=== Exercise details ===
Set down exactly the lines running from the line with "Exercise. Point out the suv" to the end of the listing below, both ends included.

(Records)
◇ ◇ ◇ ◇
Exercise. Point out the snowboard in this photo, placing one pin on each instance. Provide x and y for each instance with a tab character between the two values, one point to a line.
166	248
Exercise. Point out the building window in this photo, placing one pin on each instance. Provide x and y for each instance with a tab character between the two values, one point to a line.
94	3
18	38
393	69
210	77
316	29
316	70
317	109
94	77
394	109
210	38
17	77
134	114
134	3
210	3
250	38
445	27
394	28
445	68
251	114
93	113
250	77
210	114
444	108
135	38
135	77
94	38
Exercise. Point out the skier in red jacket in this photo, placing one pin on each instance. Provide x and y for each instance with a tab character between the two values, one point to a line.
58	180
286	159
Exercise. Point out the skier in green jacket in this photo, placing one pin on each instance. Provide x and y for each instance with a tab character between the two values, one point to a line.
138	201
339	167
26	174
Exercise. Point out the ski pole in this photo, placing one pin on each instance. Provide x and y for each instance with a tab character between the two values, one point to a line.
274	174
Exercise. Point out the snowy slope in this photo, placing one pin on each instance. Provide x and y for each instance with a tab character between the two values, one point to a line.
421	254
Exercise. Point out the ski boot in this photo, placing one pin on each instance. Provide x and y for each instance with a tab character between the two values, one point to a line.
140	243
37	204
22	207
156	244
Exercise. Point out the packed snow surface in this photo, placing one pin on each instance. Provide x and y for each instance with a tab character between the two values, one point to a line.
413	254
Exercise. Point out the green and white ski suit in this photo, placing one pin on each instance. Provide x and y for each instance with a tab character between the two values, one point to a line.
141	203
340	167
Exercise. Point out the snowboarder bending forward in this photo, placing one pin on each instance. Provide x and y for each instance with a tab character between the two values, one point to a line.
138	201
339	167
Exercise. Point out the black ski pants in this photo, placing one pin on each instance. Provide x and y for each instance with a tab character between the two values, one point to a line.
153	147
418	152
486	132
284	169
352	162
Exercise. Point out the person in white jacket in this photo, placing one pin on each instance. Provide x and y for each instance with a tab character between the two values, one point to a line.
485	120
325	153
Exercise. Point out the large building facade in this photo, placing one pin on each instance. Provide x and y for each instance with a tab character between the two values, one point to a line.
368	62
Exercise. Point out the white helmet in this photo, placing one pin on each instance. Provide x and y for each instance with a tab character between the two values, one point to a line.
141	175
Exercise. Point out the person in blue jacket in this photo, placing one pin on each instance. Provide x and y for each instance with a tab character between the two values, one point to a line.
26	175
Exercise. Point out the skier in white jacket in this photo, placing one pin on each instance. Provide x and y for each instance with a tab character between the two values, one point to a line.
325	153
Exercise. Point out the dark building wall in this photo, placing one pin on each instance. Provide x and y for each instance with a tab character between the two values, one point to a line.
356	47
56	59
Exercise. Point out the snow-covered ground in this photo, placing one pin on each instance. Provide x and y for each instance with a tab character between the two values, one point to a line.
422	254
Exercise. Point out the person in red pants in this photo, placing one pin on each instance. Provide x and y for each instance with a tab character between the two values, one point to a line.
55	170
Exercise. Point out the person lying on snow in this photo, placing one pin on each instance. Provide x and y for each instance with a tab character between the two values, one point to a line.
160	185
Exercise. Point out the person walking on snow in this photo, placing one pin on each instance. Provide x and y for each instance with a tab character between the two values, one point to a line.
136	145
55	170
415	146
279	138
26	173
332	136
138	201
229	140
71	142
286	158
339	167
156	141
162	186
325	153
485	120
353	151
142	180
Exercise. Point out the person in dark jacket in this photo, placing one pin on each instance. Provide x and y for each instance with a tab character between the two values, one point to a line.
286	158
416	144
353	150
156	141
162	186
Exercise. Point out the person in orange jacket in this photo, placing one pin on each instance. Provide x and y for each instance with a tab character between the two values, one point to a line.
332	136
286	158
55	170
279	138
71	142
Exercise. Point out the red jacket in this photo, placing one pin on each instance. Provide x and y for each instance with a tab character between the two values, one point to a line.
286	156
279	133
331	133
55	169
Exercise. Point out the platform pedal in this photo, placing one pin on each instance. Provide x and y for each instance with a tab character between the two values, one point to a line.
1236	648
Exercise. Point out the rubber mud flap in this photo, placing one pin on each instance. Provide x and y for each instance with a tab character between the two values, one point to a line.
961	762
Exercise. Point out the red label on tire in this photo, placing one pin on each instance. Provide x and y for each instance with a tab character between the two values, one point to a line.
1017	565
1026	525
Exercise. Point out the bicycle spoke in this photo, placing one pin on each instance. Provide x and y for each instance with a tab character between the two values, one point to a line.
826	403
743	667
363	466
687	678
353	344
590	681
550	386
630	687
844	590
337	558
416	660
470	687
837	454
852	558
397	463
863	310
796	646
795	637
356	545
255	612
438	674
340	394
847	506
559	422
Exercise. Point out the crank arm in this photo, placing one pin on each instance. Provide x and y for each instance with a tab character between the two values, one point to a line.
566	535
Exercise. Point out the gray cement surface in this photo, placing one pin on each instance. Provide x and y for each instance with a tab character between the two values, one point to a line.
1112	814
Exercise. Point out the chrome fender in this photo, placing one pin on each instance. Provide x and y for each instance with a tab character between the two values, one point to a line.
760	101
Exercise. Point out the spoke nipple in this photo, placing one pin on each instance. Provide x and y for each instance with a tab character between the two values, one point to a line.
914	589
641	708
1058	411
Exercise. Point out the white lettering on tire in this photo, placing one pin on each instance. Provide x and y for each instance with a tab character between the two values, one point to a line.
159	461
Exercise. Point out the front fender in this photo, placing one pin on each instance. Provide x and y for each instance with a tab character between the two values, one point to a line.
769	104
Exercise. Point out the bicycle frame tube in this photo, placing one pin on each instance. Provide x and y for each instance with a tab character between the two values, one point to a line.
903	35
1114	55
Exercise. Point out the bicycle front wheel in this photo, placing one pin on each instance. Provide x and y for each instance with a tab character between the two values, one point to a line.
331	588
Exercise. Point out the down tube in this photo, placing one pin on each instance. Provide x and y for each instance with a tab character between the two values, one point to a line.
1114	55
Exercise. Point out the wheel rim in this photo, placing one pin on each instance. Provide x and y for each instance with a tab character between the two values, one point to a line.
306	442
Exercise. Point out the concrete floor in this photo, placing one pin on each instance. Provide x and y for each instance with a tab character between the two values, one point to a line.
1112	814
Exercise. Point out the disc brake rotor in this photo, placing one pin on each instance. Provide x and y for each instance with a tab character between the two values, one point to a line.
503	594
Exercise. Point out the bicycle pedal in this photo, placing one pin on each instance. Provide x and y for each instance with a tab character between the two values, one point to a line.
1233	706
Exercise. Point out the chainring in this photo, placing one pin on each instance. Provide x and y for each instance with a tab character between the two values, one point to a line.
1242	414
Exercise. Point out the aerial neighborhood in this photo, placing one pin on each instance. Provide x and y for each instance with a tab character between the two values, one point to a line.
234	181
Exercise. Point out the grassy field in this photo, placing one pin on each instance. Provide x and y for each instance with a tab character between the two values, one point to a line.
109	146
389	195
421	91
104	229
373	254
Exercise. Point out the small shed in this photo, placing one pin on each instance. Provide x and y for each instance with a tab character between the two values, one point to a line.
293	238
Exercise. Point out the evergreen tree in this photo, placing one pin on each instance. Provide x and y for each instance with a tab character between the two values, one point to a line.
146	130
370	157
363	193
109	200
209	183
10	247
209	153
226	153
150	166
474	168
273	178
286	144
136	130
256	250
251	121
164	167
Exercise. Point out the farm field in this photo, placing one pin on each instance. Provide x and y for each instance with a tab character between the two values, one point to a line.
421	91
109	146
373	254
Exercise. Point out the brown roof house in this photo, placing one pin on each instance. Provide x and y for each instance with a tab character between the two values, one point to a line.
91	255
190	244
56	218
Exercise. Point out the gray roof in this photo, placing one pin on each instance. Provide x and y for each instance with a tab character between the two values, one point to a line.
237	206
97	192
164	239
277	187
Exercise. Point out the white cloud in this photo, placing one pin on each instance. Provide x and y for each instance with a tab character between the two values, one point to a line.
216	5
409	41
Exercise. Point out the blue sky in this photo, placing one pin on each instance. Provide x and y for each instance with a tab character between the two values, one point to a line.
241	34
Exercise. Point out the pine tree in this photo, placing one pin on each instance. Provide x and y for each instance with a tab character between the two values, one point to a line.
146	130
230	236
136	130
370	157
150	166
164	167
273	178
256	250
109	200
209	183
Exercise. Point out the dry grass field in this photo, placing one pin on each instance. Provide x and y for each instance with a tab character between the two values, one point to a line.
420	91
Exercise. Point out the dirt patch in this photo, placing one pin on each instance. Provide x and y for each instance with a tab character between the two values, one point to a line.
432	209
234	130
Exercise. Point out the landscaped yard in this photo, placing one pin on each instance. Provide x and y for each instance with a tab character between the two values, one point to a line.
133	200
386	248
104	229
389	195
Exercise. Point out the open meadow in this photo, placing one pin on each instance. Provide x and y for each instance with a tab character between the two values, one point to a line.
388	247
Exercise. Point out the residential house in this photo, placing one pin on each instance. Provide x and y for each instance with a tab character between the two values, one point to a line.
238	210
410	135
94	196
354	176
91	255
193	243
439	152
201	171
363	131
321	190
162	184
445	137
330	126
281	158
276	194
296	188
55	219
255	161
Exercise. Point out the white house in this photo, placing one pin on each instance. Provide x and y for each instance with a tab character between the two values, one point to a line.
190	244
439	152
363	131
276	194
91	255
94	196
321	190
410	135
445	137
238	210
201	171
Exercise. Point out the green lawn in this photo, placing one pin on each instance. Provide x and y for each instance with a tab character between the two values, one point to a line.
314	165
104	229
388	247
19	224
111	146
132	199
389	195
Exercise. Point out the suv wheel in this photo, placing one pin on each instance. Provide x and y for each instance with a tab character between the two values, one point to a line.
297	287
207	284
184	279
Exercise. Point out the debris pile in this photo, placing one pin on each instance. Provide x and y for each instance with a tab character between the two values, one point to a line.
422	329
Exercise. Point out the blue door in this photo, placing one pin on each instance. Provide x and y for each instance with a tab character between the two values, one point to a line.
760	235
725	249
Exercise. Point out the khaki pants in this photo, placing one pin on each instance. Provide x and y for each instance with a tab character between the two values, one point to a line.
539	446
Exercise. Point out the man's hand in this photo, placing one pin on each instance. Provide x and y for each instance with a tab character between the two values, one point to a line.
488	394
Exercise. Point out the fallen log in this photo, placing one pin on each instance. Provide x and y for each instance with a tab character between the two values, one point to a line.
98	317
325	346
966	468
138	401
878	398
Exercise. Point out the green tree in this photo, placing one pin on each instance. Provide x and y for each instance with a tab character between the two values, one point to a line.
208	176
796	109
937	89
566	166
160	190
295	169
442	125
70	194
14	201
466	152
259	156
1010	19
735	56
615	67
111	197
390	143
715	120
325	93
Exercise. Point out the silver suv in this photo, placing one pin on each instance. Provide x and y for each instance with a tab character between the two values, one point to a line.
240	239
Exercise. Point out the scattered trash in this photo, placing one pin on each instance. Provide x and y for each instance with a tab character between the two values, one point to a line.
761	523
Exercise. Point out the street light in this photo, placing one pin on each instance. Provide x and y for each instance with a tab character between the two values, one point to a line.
◇ ◇ ◇ ◇
=== Exercise answer ===
Exercise. Point out the suv wheel in this photo, placing one pin on each instance. Provide x and y for each instance with a tab character between the two values, one point to a line.
297	287
207	284
184	279
Exercise. Point out the debris pile in this photo, placing one pin on each instance. Provide x and y for each instance with a tab character between the two values, one point to a line.
422	329
Exercise. Point out the blue door in this photo, placing one pin on each instance. Provide x and y for each instance with a tab character between the two values, one point to a line.
760	235
725	249
Exercise. Point out the khaki pants in this photo, placing one pin on each instance. Provide x and y for each instance with a tab character between the two values, one point to a line.
539	446
Exercise. Point out the man's hand in this photo, placing one pin on each instance. Provide x and y for each instance with a tab character between the two values, one point to a line.
488	394
Exercise. Point out the fallen log in this photo, placing one pin on each instance. Provide x and y for each instance with a tab character between the two values, one point to a line.
98	317
325	346
966	468
138	401
878	398
Exercise. Point out the green tree in this photo, placing one pin on each instance. Provide x and y for each instance with a tab character between the two values, one point to a line.
208	176
796	109
937	89
566	166
160	190
295	169
442	125
70	194
14	201
466	152
259	156
1010	19
735	56
615	67
111	197
390	143
715	120
325	93
Exercise. Point out the silver suv in this photo, placing one pin on each instance. Provide x and y for each instance with a tab character between the two values, one point to a line.
240	239
Exercise. Point out the scattered trash in this photo, placing one pin on each instance. Provide x and y for each instance with a tab character between the two values, one point to a line.
761	523
Exercise. Point out the street light in this photo, placing one pin on each instance. Provide x and y for each instance with a tab character between the two values, one point to a line.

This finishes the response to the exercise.